┌─ The records

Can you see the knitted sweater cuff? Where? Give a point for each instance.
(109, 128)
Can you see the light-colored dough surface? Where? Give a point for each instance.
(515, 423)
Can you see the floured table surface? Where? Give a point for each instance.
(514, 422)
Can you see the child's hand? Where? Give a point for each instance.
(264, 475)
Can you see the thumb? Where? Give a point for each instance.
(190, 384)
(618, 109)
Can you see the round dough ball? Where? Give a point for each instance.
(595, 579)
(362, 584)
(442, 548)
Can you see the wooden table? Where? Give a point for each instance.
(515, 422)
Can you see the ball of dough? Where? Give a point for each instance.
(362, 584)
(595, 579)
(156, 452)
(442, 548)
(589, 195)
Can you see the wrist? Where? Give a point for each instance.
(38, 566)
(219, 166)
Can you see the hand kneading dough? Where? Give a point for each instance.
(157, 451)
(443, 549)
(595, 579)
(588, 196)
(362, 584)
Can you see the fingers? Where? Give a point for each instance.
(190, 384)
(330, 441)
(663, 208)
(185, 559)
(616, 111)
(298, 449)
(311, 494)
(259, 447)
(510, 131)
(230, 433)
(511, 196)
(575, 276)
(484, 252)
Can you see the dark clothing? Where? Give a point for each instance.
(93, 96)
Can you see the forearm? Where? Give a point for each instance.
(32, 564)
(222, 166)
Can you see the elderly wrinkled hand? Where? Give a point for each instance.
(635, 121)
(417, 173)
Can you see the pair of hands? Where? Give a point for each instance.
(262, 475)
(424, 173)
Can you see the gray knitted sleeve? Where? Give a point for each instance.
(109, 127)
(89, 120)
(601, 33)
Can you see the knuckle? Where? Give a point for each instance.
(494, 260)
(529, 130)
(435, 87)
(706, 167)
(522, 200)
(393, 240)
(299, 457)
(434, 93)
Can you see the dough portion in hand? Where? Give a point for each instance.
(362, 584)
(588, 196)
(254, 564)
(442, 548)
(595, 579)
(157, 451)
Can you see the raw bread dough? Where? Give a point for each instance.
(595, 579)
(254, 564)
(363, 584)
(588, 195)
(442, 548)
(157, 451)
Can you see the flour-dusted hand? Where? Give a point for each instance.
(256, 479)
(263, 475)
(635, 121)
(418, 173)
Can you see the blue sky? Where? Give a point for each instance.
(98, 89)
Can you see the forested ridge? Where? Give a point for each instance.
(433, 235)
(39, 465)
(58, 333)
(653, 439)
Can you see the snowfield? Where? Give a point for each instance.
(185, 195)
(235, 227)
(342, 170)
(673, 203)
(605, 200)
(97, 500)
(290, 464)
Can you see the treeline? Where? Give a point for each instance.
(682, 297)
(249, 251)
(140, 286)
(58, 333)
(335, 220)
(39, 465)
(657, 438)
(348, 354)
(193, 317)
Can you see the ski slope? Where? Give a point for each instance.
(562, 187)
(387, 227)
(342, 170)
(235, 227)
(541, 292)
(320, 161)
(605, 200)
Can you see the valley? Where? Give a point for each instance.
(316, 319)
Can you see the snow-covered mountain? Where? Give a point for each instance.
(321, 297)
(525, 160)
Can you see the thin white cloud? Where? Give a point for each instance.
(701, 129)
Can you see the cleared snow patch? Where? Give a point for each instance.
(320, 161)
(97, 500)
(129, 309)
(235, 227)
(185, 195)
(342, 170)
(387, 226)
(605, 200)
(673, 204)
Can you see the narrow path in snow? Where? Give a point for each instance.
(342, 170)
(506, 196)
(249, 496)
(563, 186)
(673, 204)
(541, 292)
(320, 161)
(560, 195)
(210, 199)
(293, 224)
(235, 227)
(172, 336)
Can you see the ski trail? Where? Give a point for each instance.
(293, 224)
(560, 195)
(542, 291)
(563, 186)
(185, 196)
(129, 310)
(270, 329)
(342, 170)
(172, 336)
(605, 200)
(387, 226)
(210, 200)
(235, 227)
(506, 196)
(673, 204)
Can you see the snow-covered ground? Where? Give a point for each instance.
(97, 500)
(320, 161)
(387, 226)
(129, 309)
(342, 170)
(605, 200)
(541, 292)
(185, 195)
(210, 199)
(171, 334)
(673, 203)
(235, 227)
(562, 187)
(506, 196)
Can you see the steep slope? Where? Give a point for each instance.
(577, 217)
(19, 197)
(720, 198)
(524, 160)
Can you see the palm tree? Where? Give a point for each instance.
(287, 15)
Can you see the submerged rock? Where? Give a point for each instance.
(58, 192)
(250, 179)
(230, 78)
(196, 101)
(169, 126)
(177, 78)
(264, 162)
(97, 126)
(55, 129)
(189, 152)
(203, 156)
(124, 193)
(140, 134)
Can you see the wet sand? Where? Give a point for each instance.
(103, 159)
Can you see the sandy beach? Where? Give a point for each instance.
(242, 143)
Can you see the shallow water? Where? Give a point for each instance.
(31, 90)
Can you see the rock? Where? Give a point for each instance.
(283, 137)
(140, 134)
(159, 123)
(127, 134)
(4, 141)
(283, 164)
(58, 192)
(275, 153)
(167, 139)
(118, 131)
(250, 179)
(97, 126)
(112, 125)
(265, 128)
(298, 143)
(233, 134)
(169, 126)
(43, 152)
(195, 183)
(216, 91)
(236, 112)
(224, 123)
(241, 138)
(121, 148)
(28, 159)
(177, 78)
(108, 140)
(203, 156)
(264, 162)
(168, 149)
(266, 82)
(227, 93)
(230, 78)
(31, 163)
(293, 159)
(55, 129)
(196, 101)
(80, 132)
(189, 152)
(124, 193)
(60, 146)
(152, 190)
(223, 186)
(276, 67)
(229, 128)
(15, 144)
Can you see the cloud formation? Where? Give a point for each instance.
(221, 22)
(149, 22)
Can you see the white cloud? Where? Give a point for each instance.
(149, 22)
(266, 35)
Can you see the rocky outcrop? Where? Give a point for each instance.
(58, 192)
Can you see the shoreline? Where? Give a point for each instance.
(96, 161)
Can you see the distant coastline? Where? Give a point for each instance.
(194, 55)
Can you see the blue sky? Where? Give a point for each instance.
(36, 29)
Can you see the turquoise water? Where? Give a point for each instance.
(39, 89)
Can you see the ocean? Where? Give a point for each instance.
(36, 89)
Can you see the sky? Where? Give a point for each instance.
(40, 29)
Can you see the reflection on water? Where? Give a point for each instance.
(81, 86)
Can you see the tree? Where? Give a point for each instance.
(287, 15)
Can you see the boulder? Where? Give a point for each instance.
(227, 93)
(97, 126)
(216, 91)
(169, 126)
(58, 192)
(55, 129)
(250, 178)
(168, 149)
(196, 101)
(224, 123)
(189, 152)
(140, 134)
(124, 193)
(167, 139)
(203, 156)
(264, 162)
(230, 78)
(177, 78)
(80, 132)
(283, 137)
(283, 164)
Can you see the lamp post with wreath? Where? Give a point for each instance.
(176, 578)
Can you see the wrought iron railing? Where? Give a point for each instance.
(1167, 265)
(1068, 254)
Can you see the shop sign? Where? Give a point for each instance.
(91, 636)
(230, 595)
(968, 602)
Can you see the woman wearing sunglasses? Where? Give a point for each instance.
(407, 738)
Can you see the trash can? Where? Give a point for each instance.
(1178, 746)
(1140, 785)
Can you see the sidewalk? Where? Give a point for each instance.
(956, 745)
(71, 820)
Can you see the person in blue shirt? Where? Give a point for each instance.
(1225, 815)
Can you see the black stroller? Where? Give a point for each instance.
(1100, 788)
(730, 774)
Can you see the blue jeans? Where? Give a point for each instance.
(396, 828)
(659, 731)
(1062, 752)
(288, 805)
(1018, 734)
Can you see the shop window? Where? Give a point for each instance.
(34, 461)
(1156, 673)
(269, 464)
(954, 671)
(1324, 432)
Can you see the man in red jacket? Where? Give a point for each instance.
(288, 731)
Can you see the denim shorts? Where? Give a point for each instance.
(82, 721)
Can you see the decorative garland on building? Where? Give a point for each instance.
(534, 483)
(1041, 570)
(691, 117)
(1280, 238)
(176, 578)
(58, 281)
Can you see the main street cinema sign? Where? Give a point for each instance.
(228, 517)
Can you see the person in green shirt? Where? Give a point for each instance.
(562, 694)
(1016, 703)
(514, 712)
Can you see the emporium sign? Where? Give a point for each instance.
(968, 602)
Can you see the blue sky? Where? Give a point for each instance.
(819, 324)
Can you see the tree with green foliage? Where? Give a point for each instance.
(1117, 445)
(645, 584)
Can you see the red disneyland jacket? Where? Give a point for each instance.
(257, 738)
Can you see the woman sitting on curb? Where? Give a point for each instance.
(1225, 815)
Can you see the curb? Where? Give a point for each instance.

└─

Your task: Only the span from the line with "Can you see the blue jeans?" through the final line of the records goes in the output, each line unchanged.

Exercise answer:
Can you see the blue jeans? Where? Give a point for each instance.
(396, 828)
(659, 731)
(1062, 752)
(288, 805)
(1018, 734)
Can you see the shop window? Where? Give a point for each instance.
(34, 461)
(1156, 673)
(269, 464)
(954, 671)
(1324, 432)
Can you see the man in red jacket? Where? Give a point for each instance.
(288, 731)
Can you see the denim shorts? Where? Give a point for each instance.
(82, 721)
Can you see the decorative garland on building? Where? Give a point for each instance.
(534, 483)
(1041, 570)
(691, 117)
(1280, 238)
(176, 578)
(58, 281)
Can you see the main street cinema sign? Where? Give a point for each instance.
(228, 517)
Can you see the person in green shirt? Where? Give a point for each instance.
(562, 694)
(1016, 703)
(514, 712)
Can you see the emporium sign? Where? Give a point for each instance.
(968, 602)
Can you see the blue sky? Where? Give a point for each instance.
(819, 324)
Can you see the tree with green foliage? Where? Give a point for each instance.
(1117, 445)
(645, 584)
Can you see the red disneyland jacket? Where? Give a point for each instance.
(257, 738)
Can you see the woman sitting on curb? Where? Give a point for each instance.
(1225, 815)
Can you see the curb? Where? Give a point for each instance.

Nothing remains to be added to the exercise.